Task directions
For the entries below, count the lines that contain the word "wearing" and reply with that number only.

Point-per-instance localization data
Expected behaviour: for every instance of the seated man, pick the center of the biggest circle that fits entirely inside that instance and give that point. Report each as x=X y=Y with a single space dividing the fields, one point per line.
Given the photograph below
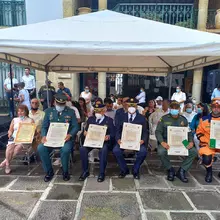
x=60 y=114
x=132 y=116
x=203 y=134
x=102 y=120
x=174 y=119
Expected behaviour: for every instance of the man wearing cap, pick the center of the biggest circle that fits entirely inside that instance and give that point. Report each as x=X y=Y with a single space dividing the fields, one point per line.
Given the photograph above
x=174 y=119
x=132 y=116
x=159 y=101
x=99 y=119
x=203 y=134
x=42 y=94
x=59 y=114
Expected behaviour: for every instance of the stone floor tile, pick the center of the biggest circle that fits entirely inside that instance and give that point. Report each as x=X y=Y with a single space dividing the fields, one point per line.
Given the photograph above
x=200 y=177
x=164 y=200
x=29 y=183
x=152 y=181
x=5 y=180
x=53 y=210
x=205 y=200
x=109 y=206
x=178 y=184
x=189 y=216
x=156 y=216
x=64 y=192
x=93 y=185
x=126 y=184
x=17 y=206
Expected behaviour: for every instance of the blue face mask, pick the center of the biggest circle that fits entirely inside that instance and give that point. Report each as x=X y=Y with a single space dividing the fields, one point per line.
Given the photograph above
x=174 y=112
x=199 y=110
x=189 y=110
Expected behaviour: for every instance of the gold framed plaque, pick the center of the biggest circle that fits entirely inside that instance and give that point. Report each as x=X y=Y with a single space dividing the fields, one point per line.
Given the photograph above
x=25 y=134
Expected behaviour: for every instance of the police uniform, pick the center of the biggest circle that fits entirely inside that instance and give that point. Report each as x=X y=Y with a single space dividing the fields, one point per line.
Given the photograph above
x=66 y=116
x=103 y=152
x=203 y=134
x=135 y=118
x=161 y=135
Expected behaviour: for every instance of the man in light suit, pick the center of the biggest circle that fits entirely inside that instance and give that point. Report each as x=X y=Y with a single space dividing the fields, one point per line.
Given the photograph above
x=132 y=116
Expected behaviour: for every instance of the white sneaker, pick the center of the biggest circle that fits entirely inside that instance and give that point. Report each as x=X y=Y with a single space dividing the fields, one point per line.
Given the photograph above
x=57 y=162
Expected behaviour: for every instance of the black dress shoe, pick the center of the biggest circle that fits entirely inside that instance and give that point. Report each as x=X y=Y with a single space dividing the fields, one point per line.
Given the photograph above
x=66 y=176
x=48 y=177
x=136 y=176
x=84 y=176
x=208 y=177
x=171 y=174
x=181 y=174
x=123 y=174
x=101 y=178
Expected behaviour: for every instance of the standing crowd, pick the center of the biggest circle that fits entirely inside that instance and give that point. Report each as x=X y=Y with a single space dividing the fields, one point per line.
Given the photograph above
x=154 y=116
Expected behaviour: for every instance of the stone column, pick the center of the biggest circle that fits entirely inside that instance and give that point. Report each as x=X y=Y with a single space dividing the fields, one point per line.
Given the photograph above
x=198 y=73
x=197 y=84
x=102 y=75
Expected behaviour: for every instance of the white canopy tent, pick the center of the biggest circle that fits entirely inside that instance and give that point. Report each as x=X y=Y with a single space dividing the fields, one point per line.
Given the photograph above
x=107 y=41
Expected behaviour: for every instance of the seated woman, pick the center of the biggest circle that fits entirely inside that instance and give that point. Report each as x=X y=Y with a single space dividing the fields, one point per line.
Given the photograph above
x=13 y=149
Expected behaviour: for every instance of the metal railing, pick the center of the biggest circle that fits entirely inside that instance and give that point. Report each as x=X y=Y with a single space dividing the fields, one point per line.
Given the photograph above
x=12 y=13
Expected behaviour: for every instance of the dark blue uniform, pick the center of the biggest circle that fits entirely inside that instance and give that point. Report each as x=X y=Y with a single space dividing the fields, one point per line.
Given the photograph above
x=103 y=152
x=66 y=116
x=141 y=155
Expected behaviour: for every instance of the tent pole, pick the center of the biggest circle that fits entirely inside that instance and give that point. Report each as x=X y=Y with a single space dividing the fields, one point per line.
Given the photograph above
x=12 y=94
x=170 y=85
x=47 y=74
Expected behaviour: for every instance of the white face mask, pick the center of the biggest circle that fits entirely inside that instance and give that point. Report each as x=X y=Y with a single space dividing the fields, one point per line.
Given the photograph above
x=131 y=110
x=59 y=108
x=98 y=115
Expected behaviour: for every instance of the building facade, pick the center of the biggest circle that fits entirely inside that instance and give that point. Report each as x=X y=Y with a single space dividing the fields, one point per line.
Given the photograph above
x=195 y=14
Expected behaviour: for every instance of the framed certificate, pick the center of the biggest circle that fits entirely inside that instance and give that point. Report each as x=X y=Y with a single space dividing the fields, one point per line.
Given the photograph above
x=56 y=135
x=25 y=134
x=215 y=134
x=176 y=136
x=95 y=136
x=131 y=136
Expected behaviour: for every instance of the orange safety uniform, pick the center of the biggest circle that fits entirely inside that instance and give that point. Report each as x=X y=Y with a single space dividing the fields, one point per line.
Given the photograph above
x=203 y=134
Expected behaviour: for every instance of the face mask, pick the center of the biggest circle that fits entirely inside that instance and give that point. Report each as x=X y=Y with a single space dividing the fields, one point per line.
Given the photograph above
x=35 y=109
x=199 y=110
x=22 y=117
x=98 y=115
x=59 y=108
x=189 y=110
x=131 y=110
x=174 y=112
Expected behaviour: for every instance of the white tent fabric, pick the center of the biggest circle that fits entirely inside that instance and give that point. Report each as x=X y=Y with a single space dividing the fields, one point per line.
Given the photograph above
x=111 y=42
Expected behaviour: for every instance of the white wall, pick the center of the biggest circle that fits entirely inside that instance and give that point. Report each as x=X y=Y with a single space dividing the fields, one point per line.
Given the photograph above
x=43 y=10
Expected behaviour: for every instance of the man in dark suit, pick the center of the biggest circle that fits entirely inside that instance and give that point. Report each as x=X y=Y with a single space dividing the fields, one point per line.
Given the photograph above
x=132 y=116
x=102 y=120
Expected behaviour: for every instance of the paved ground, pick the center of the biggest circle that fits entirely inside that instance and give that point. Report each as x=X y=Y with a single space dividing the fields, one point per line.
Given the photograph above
x=24 y=195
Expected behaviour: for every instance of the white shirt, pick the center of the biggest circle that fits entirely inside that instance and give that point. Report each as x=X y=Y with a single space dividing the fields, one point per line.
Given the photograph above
x=7 y=82
x=179 y=97
x=133 y=116
x=141 y=97
x=29 y=82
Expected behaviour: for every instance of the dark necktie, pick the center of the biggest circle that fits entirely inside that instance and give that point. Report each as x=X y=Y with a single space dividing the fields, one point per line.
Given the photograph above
x=130 y=119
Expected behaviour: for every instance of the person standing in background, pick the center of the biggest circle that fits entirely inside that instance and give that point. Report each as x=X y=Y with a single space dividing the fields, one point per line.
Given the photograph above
x=42 y=94
x=216 y=92
x=179 y=96
x=29 y=82
x=7 y=87
x=141 y=97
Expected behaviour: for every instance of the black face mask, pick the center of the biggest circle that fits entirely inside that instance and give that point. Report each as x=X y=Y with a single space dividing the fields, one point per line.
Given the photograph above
x=35 y=109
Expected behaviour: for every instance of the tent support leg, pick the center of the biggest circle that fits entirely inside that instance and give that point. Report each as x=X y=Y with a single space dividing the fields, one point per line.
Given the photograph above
x=170 y=84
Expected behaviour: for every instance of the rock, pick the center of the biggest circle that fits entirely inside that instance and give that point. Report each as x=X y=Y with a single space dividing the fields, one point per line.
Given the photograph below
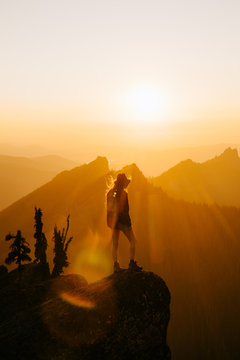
x=123 y=316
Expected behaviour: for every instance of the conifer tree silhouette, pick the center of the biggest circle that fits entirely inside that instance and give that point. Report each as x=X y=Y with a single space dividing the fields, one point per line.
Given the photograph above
x=60 y=249
x=19 y=250
x=40 y=244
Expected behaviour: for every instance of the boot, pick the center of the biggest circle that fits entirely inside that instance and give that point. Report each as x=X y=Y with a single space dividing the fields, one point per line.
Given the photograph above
x=133 y=266
x=116 y=267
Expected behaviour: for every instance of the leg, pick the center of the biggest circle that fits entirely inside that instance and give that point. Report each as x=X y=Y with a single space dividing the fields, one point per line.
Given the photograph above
x=132 y=240
x=115 y=237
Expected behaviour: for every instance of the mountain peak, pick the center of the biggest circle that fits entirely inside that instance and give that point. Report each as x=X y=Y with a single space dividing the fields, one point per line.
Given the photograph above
x=230 y=153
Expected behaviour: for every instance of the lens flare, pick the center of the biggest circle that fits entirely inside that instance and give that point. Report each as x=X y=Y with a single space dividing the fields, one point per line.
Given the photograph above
x=92 y=264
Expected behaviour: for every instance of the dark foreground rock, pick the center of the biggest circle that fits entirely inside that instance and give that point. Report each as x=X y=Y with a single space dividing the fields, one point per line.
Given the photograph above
x=124 y=316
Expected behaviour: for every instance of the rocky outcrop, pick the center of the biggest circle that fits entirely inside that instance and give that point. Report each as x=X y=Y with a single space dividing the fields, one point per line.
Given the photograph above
x=123 y=316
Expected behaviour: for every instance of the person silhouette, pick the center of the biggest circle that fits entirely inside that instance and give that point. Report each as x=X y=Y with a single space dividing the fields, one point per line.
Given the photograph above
x=118 y=219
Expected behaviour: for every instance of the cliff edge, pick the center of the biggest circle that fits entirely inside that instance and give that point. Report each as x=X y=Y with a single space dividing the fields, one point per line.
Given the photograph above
x=123 y=316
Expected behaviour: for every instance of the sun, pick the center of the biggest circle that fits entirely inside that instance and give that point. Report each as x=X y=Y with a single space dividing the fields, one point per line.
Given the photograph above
x=145 y=102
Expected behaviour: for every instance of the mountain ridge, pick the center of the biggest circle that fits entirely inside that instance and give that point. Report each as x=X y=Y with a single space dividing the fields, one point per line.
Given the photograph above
x=213 y=181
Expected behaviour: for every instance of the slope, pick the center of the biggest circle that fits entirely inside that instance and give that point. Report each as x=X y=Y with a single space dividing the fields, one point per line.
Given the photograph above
x=216 y=180
x=193 y=247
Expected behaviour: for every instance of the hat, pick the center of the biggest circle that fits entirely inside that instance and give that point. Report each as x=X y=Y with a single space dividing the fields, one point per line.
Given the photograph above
x=122 y=180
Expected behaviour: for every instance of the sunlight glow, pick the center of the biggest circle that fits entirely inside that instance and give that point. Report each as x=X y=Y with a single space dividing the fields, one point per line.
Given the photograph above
x=77 y=300
x=145 y=102
x=93 y=265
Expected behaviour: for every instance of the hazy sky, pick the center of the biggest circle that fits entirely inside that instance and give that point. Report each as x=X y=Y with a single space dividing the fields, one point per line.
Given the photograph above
x=83 y=74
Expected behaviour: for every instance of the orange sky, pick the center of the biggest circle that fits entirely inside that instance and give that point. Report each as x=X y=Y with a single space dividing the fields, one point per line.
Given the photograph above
x=85 y=76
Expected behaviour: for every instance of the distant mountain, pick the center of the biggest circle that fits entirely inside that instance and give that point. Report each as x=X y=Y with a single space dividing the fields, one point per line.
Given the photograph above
x=194 y=247
x=214 y=181
x=20 y=175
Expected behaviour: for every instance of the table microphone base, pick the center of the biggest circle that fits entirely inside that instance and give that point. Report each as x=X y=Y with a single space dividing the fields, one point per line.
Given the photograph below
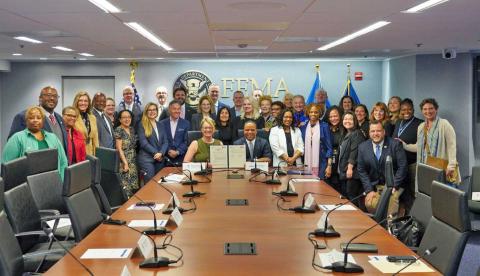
x=329 y=232
x=156 y=231
x=346 y=267
x=155 y=262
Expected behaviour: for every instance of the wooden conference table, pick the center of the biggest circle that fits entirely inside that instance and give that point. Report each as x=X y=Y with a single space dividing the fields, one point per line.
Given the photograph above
x=280 y=236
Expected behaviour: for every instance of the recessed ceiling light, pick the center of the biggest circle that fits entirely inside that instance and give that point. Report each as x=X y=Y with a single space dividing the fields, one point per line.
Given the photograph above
x=105 y=6
x=148 y=35
x=61 y=48
x=356 y=34
x=27 y=39
x=425 y=5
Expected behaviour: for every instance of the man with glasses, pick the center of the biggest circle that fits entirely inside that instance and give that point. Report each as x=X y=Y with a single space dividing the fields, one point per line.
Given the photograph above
x=53 y=121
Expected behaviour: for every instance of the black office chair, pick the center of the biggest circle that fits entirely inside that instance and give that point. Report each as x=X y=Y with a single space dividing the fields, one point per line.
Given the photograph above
x=15 y=172
x=110 y=176
x=448 y=228
x=82 y=206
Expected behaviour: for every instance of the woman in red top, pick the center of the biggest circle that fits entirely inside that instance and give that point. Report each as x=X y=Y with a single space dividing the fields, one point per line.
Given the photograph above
x=76 y=151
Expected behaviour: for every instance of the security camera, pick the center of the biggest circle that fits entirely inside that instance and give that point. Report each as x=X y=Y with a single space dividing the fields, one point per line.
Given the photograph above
x=449 y=53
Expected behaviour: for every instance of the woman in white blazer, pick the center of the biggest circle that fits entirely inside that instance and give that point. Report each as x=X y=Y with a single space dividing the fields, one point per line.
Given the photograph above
x=286 y=141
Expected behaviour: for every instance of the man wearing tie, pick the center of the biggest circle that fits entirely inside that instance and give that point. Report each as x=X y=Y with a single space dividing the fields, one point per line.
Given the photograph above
x=53 y=121
x=104 y=125
x=213 y=92
x=255 y=147
x=372 y=155
x=176 y=129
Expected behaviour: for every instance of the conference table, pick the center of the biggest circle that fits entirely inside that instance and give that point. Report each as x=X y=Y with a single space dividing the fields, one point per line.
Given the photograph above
x=280 y=236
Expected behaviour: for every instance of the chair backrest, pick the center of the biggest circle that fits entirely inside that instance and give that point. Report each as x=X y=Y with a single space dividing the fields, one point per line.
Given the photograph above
x=15 y=172
x=42 y=161
x=85 y=214
x=110 y=176
x=46 y=190
x=425 y=175
x=448 y=229
x=382 y=206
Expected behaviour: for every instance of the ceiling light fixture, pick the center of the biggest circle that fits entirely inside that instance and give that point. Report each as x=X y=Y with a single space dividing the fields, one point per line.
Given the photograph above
x=148 y=35
x=356 y=34
x=425 y=5
x=28 y=39
x=105 y=6
x=61 y=48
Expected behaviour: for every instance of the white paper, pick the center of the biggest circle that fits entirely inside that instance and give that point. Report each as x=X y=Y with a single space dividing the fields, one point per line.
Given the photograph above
x=260 y=165
x=147 y=223
x=146 y=246
x=106 y=253
x=328 y=207
x=326 y=259
x=194 y=166
x=63 y=222
x=177 y=216
x=158 y=206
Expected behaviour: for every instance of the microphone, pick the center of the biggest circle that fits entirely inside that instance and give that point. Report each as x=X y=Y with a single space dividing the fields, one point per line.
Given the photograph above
x=328 y=230
x=154 y=230
x=170 y=209
x=303 y=208
x=427 y=252
x=50 y=234
x=347 y=267
x=287 y=192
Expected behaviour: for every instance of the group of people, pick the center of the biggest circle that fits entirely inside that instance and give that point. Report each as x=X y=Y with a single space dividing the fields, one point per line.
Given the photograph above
x=343 y=144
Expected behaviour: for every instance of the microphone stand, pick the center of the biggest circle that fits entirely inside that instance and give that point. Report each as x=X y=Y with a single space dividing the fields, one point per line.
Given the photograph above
x=328 y=230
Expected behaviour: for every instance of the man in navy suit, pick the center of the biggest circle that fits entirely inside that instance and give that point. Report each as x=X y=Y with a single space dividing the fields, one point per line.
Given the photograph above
x=372 y=155
x=104 y=125
x=176 y=129
x=255 y=146
x=53 y=122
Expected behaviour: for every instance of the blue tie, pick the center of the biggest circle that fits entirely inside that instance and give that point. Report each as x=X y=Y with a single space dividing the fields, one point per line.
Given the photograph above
x=378 y=153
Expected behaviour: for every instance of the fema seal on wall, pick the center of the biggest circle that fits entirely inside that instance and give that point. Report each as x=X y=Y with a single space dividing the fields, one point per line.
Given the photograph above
x=195 y=83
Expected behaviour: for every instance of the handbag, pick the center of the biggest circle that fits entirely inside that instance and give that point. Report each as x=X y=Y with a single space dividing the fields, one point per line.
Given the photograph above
x=407 y=230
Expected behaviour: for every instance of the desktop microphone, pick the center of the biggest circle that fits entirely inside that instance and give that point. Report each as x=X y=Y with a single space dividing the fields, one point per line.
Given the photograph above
x=305 y=209
x=347 y=267
x=154 y=230
x=427 y=252
x=287 y=192
x=50 y=234
x=170 y=209
x=328 y=230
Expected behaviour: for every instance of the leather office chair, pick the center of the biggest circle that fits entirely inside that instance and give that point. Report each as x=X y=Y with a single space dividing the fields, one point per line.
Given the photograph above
x=42 y=161
x=15 y=172
x=448 y=229
x=110 y=176
x=82 y=206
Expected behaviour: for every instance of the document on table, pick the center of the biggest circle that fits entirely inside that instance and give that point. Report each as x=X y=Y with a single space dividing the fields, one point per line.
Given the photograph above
x=328 y=207
x=158 y=206
x=383 y=265
x=107 y=253
x=147 y=223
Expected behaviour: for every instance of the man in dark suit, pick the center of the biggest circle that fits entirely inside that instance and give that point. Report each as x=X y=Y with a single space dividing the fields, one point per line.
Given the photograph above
x=176 y=129
x=53 y=122
x=104 y=125
x=186 y=111
x=372 y=155
x=255 y=146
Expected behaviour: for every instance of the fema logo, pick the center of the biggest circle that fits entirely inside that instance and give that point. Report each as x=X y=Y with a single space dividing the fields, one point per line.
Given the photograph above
x=195 y=83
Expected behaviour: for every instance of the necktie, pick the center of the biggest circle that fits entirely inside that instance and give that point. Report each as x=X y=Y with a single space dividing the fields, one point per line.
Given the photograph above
x=52 y=119
x=378 y=153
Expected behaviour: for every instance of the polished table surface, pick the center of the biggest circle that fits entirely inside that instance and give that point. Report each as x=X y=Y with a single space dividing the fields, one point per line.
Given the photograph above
x=280 y=236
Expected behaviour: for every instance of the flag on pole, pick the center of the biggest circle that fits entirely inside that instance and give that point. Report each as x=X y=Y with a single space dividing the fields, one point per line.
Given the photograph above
x=349 y=90
x=317 y=84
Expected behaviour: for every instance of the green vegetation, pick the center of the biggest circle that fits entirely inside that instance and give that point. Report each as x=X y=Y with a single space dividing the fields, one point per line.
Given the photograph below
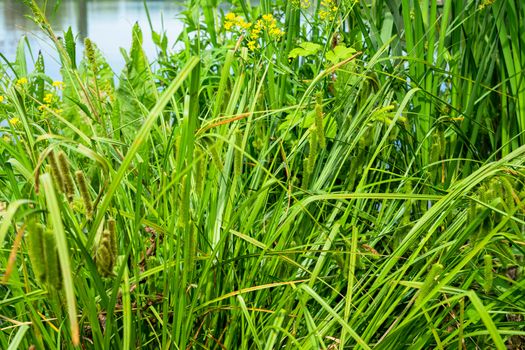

Solution to this exercise
2